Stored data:
________________________________________

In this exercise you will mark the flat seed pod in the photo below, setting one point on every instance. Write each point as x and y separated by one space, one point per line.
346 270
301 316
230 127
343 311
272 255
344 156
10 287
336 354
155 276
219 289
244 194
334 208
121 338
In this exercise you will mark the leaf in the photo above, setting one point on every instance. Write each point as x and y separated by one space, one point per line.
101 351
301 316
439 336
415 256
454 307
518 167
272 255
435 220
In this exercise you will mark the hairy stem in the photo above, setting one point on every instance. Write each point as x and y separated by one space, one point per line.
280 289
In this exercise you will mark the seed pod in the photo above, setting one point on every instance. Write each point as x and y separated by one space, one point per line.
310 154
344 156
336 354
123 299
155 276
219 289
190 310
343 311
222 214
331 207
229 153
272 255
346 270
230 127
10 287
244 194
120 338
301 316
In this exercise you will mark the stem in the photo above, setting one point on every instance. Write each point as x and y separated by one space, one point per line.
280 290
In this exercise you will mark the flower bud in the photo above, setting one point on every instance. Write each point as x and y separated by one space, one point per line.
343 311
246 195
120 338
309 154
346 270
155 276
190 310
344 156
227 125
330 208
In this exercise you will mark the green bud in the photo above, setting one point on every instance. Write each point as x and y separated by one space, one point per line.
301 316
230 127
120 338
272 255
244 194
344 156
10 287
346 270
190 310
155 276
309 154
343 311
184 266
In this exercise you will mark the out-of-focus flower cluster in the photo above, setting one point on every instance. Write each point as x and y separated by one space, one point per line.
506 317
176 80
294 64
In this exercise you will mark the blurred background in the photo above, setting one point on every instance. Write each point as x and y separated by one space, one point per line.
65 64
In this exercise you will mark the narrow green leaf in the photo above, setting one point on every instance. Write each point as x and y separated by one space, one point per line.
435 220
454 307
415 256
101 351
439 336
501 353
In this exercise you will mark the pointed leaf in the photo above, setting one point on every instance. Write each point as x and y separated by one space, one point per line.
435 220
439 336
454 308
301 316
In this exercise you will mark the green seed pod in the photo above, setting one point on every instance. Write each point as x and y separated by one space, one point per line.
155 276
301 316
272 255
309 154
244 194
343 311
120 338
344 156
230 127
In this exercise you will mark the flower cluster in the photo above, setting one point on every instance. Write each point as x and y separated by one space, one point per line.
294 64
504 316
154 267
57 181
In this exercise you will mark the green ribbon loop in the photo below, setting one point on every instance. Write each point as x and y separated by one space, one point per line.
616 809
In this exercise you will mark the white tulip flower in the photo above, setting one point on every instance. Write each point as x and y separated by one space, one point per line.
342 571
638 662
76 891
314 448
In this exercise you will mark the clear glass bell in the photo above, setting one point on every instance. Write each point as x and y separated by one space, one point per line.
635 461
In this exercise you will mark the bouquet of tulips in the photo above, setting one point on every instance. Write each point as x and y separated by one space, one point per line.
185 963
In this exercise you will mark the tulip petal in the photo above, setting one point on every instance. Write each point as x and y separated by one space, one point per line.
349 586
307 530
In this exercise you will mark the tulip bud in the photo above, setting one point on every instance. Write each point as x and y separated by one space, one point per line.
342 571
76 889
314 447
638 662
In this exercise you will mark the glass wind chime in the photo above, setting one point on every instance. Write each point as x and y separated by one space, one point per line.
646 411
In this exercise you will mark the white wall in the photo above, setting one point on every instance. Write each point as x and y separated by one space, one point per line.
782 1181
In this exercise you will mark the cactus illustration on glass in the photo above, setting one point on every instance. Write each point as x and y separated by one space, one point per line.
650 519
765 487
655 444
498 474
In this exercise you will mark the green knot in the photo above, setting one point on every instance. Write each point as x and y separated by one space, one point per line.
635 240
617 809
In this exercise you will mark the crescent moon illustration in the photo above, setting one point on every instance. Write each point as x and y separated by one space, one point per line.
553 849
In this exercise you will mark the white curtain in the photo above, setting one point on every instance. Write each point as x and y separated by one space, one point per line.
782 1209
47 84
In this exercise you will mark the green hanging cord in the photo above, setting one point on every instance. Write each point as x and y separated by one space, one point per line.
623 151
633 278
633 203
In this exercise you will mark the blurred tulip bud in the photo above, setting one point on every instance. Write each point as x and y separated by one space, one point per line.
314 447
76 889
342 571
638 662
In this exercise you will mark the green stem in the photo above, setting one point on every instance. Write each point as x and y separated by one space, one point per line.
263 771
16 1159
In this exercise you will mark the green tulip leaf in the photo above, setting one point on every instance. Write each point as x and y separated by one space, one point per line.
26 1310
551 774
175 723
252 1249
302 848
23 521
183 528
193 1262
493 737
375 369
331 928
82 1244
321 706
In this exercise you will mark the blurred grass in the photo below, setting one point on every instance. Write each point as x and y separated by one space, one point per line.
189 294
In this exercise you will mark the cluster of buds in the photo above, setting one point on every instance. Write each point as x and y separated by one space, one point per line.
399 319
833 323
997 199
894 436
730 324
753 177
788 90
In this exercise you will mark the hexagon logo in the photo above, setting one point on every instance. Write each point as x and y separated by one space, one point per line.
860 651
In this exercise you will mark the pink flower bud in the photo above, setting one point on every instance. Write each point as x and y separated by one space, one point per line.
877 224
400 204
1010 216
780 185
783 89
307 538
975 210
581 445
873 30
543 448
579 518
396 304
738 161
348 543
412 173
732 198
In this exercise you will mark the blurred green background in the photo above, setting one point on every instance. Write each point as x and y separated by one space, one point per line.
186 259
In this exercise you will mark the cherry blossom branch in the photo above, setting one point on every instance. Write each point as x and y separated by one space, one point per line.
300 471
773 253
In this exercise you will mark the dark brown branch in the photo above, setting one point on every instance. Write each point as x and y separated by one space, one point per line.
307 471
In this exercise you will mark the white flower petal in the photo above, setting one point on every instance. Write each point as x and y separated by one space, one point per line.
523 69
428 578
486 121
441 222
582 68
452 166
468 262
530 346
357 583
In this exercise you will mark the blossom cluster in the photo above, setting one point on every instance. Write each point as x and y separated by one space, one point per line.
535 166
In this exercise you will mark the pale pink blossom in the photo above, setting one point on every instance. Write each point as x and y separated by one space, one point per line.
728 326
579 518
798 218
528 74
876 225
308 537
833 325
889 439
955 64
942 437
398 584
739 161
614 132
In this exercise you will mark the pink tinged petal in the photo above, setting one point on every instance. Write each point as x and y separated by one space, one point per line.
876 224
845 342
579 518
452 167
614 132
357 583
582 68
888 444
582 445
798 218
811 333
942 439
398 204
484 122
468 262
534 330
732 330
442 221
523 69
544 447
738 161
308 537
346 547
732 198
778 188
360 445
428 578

________________________________________

In the listing above, find the line containing "In this exercise you will mark the cherry", then reproduce it and each line after it through the end, exactly and with nothing added.

In this exercise you will mark the cherry blossom branch in the photo above, setting one point on every instance. Write each point as x and y separated by one space, one point per line.
300 471
773 253
In this exercise you will mark the dark brown branch in the photo above, setting one point on every instance. Write each point as x and y separated by one space, one point per line.
307 471
In this exercise you will mark the white flower petal in the photo above, setting one point on every instance. Write each point as x and y separated by one space, one point per line.
523 69
428 578
486 121
441 222
582 68
452 166
468 262
530 346
357 583
In this exercise you will mark the blossom cluster in the photo above, setting one point on every instance. Write each point as x and y separated by one space, one point per line.
535 166
In this exercise you will mark the pale pink blossom in the photo above, setting one point on every instance. Write each point as x and y separated by one space, one point per line.
728 326
579 518
798 218
528 74
876 225
308 537
833 325
889 439
955 64
942 437
398 584
739 161
614 132
In this exercise you will mark the pink tinged petal in the photo above, setting one point on every instance. Write each point as x and y separated by one space, one point per line.
876 224
845 342
579 518
452 167
614 132
357 583
582 68
888 444
582 445
798 218
811 333
942 439
398 204
484 122
468 262
534 330
732 330
442 221
523 69
544 447
738 161
308 537
346 547
732 198
778 188
360 445
428 578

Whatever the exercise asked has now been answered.